▶ [Goal]: Transcribe, without alteration, the passage of the article below on the Saudi Arabia–Sri Lanka labor agreement that begins with the words "The Sri Lankan" and ends with "home last year.".

▶ [Extract provided]:
Under pressure to improve the lot of its migrant workers, the Kingdom of Saudi Arabia has entered into a new labor deal with one of its sources of foreign labor, the South Asian island nation of Sri Lanka. Under terms of the agreement, Khabar South Asia reported, the estimated 500,000 Sri Lankan workers – about three-fifths of whom are women -- in the kingdom will gain certain benefits and rights.

Among other items, Sri Lankan workers will receive eight hours off between daily shifts, plus one day off per week. Their Saudi employers will be required to open bank accounts for their laborers and deposit their paychecks there every month. Laborers will also be allowed to hold onto their passports (instead of relinquishing them to employers as in the past) and not pay fees to recruiting agents. Following two years of service, workers will receive a fully paid 30-day holiday in Sri Lanka. Sri Lankans toil in Saudi Arabia as maids, drivers and waiters, among other professions.

The Sri Lankan ambassador to Saudi Arabia, Vadivel Krishnamoorthy, told Arab News that Sri Lankans working in the Middle East send home about $2.5 billion annually in remittances. Sri Lanka has an estimated 1.5 million to 1.7 million people working overseas in total, who sent almost between $6 billion and $7 billion home last year.

▶ [Dataset section]:

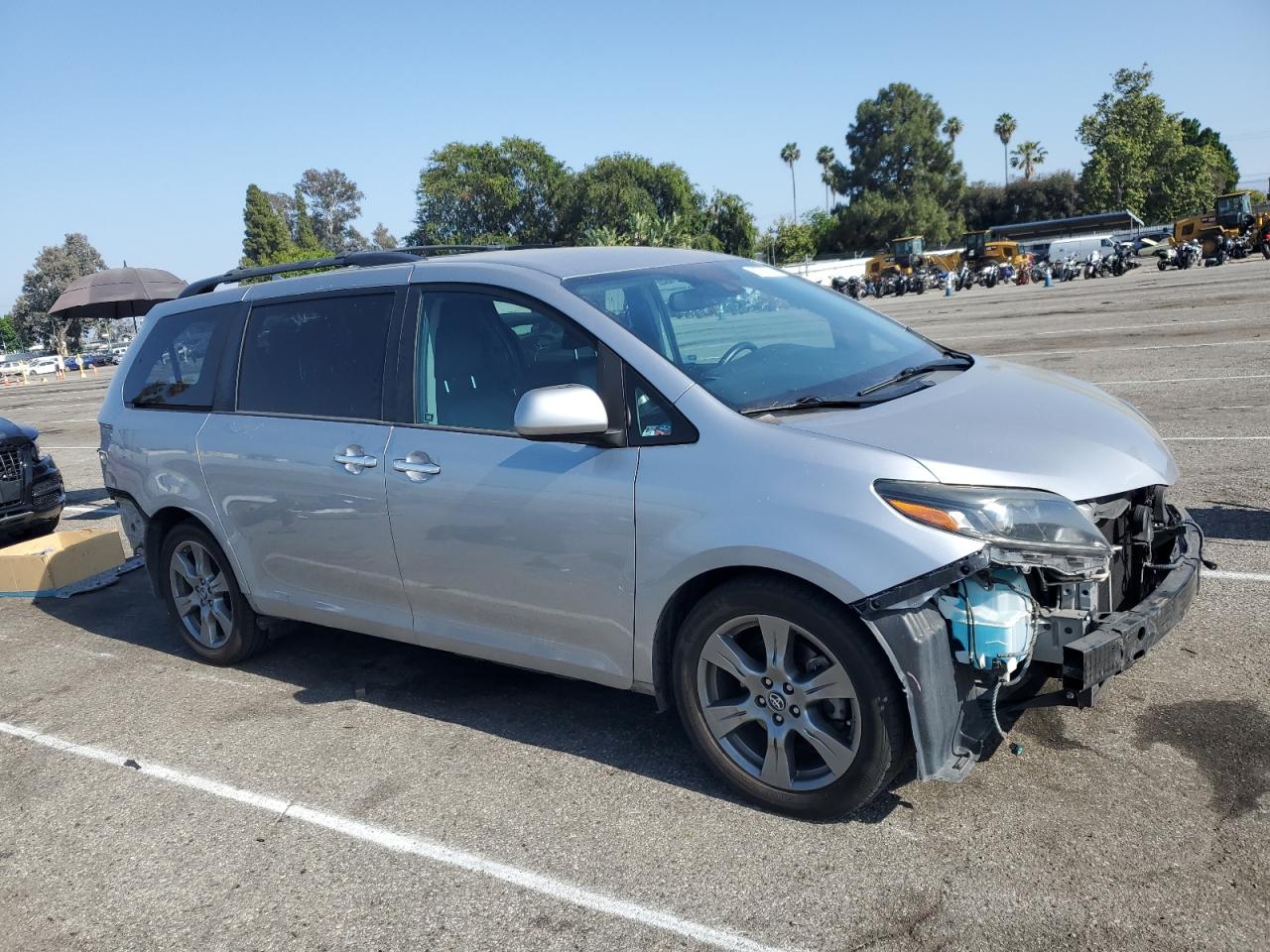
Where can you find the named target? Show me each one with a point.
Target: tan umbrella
(118, 293)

▶ [The result]:
The Sri Lankan ambassador to Saudi Arabia, Vadivel Krishnamoorthy, told Arab News that Sri Lankans working in the Middle East send home about $2.5 billion annually in remittances. Sri Lanka has an estimated 1.5 million to 1.7 million people working overseas in total, who sent almost between $6 billion and $7 billion home last year.